Restate all the entries exactly as they appear, apart from the pictures.
══ Data in this exercise
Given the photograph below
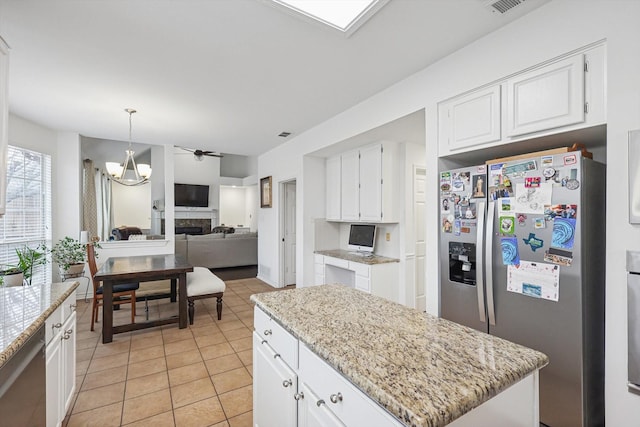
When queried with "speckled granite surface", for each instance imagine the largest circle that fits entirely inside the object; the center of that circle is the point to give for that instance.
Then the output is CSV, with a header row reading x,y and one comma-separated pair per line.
x,y
349,256
23,309
425,370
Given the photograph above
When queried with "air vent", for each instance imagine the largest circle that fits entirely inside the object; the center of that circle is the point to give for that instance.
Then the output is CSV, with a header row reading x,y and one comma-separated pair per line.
x,y
504,6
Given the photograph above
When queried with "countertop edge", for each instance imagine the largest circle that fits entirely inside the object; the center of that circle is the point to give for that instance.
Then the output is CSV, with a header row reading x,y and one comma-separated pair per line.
x,y
35,325
402,413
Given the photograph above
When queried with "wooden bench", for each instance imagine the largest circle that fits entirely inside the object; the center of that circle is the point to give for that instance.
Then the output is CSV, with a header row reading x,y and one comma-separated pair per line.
x,y
202,283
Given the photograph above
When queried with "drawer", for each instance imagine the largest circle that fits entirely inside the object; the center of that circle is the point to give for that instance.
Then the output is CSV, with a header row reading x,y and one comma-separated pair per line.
x,y
360,269
342,263
281,341
352,406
════
### Response to the exercise
Given the photograph below
When queried with "speckled granite surface", for each instance imagine the largest circle that fits entirely inside the object; the center of that circle is the point to give for that instance.
Then the output is CSV, with a header row reading x,y and one comma-separated pair per line.
x,y
349,256
23,309
425,370
Given the photograph above
When queried with "air vent", for each instance imagine the largest circle that fits entirely inside the object; the center of that circle is the point to give for that instance.
Then the output is CSV, with a header row reading x,y and one comma-separated pair per line.
x,y
504,6
Given the photograph above
When queried with "countertop edge", for each instance imagine the largest circle that fits entirely inside the object; the center of that circle is the point to give for that instance.
Then the output is CSV, with a header row reading x,y and one comma-separated pair per line.
x,y
35,325
402,413
Given the photograph above
When queried with "wooden bench", for each instance imagine the largest circle that fits entirely inside the object; the center of that circle is the point to give for that instance.
Then the output is CSV, with a header row reading x,y and one comma-separated pair per line.
x,y
202,283
Given the photograph above
When queried with "drawer", for each instance imagine the largest circle that fits entirely inside the object; the center of that circle is the point to give for that instance.
Then the output is CSV, with a header row reading x,y and one comma-separated pair per line.
x,y
360,269
342,263
281,341
352,406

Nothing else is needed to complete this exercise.